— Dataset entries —

▶

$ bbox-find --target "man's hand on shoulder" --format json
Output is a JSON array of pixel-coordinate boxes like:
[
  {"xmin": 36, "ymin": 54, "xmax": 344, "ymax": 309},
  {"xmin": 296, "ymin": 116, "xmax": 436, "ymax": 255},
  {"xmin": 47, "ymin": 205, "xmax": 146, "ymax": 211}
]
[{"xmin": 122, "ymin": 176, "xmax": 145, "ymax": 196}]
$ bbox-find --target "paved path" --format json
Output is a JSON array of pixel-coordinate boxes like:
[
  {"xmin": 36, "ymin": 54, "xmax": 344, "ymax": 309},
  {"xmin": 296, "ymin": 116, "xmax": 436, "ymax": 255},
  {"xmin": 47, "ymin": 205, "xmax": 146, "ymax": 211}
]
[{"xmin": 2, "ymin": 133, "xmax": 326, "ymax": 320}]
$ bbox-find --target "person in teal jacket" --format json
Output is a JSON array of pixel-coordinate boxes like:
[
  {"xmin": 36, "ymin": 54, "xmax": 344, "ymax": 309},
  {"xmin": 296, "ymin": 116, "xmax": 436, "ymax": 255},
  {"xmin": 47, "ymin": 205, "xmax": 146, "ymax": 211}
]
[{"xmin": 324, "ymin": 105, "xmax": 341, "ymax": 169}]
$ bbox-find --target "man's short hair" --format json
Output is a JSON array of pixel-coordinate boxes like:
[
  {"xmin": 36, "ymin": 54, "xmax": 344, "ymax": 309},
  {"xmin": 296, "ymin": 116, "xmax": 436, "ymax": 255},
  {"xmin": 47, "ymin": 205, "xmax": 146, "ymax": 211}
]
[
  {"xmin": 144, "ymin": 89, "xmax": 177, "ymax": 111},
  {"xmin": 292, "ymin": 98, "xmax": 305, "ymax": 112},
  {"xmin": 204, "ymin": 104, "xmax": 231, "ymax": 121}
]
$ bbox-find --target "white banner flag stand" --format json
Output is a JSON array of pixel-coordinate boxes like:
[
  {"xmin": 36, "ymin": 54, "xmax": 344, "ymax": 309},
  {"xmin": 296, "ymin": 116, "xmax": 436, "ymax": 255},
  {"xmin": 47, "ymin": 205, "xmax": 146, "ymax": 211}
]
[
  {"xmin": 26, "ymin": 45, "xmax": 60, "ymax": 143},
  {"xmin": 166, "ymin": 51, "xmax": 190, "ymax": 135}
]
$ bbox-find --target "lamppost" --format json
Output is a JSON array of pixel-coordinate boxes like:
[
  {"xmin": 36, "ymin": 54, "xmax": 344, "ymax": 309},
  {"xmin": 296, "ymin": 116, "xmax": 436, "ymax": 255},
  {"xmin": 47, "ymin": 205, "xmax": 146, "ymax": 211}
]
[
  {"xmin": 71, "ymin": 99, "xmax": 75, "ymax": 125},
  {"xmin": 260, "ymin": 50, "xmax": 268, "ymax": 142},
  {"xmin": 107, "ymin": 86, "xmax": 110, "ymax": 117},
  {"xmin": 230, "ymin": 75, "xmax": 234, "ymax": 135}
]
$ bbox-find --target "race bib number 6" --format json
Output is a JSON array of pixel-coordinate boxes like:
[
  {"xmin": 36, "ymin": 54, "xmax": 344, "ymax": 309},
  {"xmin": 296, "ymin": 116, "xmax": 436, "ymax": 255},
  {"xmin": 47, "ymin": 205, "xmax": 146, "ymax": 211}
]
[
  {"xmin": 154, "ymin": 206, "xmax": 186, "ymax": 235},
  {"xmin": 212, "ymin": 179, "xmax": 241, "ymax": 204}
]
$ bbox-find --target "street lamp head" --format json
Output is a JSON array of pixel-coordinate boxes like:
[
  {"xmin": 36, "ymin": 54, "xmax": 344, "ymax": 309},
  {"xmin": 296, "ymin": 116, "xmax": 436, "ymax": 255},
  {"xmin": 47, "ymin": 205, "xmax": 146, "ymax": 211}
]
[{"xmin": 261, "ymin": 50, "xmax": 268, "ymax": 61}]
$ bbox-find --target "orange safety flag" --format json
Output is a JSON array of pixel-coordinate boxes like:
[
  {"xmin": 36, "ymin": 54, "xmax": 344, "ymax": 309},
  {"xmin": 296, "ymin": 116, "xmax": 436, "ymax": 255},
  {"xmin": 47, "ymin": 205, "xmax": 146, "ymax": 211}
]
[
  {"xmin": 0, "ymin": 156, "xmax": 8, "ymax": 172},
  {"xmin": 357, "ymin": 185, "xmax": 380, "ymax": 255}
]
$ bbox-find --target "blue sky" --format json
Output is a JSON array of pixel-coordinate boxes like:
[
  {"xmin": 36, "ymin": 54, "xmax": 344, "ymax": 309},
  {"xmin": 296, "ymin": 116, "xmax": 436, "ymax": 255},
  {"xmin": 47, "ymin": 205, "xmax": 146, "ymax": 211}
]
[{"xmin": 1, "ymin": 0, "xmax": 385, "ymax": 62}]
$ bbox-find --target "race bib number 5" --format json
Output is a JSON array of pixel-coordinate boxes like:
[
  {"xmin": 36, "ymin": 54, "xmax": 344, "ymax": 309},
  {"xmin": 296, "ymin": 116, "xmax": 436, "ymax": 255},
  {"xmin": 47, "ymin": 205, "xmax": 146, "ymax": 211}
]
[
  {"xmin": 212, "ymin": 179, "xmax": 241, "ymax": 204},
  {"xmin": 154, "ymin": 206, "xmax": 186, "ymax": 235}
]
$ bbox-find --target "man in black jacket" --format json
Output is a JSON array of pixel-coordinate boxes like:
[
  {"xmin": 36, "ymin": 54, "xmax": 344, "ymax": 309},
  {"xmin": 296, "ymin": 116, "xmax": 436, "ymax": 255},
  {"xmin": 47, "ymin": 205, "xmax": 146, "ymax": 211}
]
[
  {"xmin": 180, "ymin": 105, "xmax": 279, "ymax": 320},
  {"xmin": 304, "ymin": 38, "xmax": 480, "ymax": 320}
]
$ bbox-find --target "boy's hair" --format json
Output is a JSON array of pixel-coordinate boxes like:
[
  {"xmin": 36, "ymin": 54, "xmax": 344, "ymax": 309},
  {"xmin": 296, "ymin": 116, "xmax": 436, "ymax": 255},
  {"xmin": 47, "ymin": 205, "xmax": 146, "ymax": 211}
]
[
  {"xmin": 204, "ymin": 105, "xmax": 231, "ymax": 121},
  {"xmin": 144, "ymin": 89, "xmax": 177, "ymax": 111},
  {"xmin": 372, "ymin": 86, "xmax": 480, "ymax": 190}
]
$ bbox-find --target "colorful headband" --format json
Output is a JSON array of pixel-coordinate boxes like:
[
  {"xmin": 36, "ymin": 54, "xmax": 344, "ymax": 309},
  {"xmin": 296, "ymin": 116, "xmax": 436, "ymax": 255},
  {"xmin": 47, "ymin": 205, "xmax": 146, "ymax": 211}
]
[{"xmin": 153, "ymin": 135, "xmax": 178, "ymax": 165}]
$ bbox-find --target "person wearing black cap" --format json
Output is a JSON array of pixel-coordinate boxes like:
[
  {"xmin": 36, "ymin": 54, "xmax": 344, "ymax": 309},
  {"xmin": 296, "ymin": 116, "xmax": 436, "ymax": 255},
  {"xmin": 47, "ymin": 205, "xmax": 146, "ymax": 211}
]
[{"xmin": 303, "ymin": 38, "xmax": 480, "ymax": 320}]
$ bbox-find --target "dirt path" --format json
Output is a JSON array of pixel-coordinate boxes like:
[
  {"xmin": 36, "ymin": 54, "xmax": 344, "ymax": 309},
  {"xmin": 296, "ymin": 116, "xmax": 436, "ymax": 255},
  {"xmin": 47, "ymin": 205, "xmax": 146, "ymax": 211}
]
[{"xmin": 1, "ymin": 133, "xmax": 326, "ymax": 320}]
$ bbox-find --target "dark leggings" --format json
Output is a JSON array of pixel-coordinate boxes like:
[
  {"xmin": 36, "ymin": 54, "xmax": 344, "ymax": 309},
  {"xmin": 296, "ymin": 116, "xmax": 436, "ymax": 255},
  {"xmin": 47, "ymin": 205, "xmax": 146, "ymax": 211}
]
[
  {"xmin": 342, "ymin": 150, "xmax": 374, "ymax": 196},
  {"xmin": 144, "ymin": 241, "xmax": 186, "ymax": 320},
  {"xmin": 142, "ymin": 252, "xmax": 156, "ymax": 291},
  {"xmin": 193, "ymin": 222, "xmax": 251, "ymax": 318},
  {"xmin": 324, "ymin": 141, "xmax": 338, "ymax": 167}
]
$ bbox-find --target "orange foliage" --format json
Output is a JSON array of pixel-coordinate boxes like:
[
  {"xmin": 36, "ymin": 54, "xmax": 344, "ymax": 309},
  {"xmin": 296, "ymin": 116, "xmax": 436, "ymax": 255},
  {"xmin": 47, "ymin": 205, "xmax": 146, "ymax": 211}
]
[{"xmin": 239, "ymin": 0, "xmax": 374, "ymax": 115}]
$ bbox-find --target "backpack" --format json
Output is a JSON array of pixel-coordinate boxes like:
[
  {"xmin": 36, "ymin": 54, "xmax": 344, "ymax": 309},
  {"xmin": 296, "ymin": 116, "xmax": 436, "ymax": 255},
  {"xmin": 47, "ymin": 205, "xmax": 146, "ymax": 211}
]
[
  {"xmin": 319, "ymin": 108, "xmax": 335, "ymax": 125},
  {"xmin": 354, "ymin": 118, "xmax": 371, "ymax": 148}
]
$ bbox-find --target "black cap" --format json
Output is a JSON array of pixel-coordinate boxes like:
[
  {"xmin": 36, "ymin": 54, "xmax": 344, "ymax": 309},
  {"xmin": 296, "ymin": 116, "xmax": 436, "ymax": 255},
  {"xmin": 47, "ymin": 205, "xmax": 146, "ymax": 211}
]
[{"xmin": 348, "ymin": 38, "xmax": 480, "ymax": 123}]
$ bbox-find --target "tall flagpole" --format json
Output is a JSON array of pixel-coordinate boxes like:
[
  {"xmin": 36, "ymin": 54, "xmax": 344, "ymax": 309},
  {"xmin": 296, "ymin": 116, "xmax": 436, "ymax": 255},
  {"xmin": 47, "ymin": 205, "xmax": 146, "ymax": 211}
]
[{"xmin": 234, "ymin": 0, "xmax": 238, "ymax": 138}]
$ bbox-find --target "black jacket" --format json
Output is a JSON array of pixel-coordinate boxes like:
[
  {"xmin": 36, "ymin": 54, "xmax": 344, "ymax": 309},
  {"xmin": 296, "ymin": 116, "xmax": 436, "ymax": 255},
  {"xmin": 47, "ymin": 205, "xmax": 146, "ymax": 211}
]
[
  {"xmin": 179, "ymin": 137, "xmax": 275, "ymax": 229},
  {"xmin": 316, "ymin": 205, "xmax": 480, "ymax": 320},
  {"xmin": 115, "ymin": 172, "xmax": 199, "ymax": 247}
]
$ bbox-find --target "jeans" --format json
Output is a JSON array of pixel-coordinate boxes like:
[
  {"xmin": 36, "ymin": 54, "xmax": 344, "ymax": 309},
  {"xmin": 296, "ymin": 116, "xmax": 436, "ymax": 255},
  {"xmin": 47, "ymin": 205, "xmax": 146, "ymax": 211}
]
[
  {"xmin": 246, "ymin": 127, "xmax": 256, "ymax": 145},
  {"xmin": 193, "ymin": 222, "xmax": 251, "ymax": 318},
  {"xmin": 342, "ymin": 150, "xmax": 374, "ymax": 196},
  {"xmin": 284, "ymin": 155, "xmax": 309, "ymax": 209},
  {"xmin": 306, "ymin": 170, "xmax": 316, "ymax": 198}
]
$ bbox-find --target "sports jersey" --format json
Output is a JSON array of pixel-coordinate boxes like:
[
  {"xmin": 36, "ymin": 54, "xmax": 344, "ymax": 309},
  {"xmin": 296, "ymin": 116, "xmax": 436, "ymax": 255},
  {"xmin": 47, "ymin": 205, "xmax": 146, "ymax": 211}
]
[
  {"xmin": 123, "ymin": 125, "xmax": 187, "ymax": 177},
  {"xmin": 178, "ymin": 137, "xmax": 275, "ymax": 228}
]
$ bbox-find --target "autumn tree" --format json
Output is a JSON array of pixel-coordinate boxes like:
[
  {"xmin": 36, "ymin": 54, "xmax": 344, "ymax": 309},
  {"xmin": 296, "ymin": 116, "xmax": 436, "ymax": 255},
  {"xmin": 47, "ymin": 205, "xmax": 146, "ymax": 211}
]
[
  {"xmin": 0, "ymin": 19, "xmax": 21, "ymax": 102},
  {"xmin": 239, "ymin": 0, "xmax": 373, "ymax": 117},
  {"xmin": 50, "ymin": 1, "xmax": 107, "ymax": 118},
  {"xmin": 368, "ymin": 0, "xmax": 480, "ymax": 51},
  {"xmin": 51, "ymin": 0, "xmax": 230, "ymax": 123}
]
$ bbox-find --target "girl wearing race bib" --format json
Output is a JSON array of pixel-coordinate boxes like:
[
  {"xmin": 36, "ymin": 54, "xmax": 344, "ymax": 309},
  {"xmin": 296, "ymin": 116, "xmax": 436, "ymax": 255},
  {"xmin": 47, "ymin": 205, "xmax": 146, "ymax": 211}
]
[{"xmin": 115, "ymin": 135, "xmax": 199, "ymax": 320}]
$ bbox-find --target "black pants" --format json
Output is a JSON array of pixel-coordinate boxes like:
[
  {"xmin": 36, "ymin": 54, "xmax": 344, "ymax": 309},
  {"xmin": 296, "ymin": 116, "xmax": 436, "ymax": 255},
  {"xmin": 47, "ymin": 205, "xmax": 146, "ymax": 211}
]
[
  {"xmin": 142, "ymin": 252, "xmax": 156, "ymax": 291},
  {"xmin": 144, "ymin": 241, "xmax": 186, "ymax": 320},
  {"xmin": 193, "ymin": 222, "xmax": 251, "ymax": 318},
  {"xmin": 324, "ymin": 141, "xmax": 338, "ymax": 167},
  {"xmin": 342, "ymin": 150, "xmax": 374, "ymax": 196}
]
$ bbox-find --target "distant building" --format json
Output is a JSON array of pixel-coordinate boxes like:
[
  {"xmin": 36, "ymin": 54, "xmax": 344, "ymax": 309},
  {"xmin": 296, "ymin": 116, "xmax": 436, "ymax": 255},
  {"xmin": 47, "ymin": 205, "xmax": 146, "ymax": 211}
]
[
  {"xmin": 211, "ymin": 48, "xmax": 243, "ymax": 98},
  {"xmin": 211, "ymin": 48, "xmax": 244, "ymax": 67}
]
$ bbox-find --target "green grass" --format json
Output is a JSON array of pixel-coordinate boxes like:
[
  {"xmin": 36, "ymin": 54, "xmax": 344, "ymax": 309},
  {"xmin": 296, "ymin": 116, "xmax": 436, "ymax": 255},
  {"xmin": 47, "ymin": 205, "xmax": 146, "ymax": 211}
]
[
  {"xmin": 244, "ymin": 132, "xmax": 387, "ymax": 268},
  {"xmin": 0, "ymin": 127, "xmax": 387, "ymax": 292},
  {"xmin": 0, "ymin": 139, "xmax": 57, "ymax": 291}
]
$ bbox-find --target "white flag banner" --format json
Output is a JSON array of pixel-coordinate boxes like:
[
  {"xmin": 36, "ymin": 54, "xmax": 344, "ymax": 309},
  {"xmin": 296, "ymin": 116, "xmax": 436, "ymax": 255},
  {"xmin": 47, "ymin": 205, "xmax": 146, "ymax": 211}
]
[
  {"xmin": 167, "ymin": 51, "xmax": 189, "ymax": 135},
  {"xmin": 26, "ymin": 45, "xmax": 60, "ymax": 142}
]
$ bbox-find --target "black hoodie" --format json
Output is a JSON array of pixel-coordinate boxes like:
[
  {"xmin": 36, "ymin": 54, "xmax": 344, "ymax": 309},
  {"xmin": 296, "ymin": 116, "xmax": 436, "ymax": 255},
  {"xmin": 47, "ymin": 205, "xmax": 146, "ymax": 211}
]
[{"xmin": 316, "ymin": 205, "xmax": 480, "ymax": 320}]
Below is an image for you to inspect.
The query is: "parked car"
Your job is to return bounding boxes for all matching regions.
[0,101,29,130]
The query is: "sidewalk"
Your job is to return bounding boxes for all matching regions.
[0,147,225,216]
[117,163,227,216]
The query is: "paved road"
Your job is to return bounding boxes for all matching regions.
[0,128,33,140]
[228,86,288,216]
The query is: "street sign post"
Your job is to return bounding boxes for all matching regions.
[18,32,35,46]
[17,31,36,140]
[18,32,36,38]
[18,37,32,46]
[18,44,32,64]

◀

— Exercise —
The answer must be every line from the records above that contains the word "person", copied in full.

— Exercise output —
$ bbox-find --target "person in teal jacket" --format json
$ bbox-find --target "person wearing black cap" --format json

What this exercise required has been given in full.